**Soal Latihan**
1. Terjemahkan kalimat "KRCB berdiri pertama kali 12 Desember 2000." dari artikel tentang KRCB ke dalam bahasa Inggris.
2. Salin bagian artikel tentang KRCB yang dimulai dengan "Kelompok Riset Cekungan" dan berlanjut sampai "persoalan-persoalan geologi Bandung.".
3. Menurut artikel tentang KRCB, berapa jumlah anggota inti kelompok tersebut?

┌─ Artikel

Kelompok Riset Cekungan Bandung (KRCB)
Oleh habiburmuhaimin
Editor habiburmuhaimin
Berangkat dari kebutuhan itulah beberapa dosen Geologi ITB dan peneliti Puslitbang, Geoteknologi LIPI mengajak serta mahasiswa untuk sekadar me-refresh Geologi Bandung melalui kegiatan jalan-jalan, sehingga terbentuklah kelompok jalan-jalan yang diberi nama Kelompok Riset.
KRCB berdiri pertama kali 12 Desember 2000. Tujuannya untuk memberikan "sesuatu" yang berarti bagi Bandung, kota yang sangat dicintai para penghuninya. "Karena kita sebagian besar anggotanya geolog, maka sumbangan pemikiran tentang geologi pula yang ingin kita berikan untuk Bandung," ujar Budi, satu dari sebelas anggota inti KRCB yang mendiskusikan tentang persoalan-persoalan geologi Bandung.

└─
┌─ Cuplikan Baris

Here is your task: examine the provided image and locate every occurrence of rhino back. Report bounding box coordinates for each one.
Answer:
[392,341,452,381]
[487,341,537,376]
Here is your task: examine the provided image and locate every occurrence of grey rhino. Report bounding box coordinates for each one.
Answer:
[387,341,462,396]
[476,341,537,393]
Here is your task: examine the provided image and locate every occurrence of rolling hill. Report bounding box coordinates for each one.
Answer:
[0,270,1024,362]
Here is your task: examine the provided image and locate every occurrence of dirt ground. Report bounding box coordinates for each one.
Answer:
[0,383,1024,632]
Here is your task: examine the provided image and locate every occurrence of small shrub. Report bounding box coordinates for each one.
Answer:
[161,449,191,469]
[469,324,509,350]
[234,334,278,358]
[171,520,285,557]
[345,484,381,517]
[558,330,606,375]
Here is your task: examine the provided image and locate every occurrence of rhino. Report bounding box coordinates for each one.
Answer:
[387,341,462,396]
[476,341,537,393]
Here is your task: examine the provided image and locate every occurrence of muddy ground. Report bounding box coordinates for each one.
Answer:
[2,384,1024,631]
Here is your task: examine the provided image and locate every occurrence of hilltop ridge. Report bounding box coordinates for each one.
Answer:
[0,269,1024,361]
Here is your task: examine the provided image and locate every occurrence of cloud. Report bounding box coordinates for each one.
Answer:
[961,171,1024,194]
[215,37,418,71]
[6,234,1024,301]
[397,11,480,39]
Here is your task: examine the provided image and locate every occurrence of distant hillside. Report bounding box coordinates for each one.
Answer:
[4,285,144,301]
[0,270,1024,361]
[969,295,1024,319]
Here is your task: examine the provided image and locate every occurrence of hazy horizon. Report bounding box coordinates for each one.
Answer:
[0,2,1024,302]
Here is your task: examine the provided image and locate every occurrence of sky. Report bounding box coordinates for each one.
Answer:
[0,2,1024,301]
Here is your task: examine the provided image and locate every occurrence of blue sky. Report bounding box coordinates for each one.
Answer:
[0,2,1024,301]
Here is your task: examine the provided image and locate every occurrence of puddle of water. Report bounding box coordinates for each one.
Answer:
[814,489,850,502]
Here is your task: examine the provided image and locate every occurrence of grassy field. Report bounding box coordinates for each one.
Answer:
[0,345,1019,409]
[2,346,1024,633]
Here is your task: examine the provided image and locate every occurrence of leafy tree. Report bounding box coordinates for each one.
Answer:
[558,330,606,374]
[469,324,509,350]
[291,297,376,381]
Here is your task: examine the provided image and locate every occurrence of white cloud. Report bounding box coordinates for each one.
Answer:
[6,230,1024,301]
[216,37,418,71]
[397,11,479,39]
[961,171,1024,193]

└─

**Jawaban Latihan**
1. KRCB was first established on December 12, 2000.

2.
Kelompok Riset Cekungan Bandung (KRCB)
Oleh habiburmuhaimin
Editor habiburmuhaimin
Berangkat dari kebutuhan itulah beberapa dosen Geologi ITB dan peneliti Puslitbang, Geoteknologi LIPI mengajak serta mahasiswa untuk sekadar me-refresh Geologi Bandung melalui kegiatan jalan-jalan, sehingga terbentuklah kelompok jalan-jalan yang diberi nama Kelompok Riset.
KRCB berdiri pertama kali 12 Desember 2000. Tujuannya untuk memberikan "sesuatu" yang berarti bagi Bandung, kota yang sangat dicintai para penghuninya. "Karena kita sebagian besar anggotanya geolog, maka sumbangan pemikiran tentang geologi pula yang ingin kita berikan untuk Bandung," ujar Budi, satu dari sebelas anggota inti KRCB yang mendiskusikan tentang persoalan-persoalan geologi Bandung.

3. Sebelas orang.